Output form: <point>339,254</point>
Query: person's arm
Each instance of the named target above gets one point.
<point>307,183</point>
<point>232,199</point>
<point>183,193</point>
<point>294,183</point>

:::::

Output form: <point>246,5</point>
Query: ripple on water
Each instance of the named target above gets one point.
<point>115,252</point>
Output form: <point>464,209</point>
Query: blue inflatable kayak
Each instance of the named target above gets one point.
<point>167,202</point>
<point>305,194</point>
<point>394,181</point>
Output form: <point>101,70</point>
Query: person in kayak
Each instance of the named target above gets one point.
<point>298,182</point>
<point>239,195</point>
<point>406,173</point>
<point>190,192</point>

:::::

● **TASK DETAILS**: In the data, count the lines that include the string "person", then give that number and nothing more.

● **RESPONSE AREA**: 2